▶ [Task objective]: Retype the listing lines starting at the line containing "Is there any mountain" and ending at the line containing "xmin=1 ymin=73 xmax=474 ymax=188", both included, reproducing each one without change.

▶ [Records shown]:
----

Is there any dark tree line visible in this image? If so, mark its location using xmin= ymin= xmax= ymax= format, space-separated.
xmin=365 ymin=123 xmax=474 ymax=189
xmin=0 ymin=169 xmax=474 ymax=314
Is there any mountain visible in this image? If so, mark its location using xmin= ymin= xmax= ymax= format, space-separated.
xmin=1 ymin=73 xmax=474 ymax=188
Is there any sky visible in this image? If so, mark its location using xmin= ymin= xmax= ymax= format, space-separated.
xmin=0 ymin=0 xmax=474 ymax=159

----

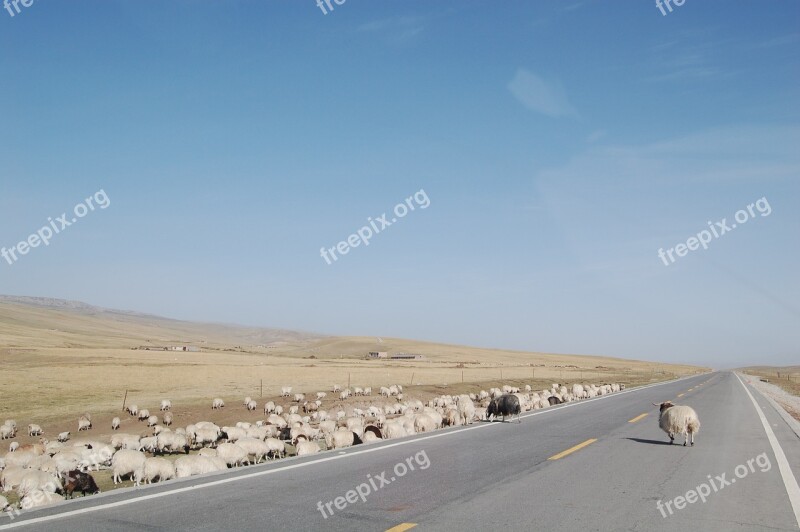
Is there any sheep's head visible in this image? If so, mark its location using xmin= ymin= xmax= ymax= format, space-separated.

----

▶ [Reply to the task]:
Is there any mountain visible in this image? If so, mark its location using xmin= ymin= xmax= ymax= format, space-separated.
xmin=1 ymin=73 xmax=474 ymax=188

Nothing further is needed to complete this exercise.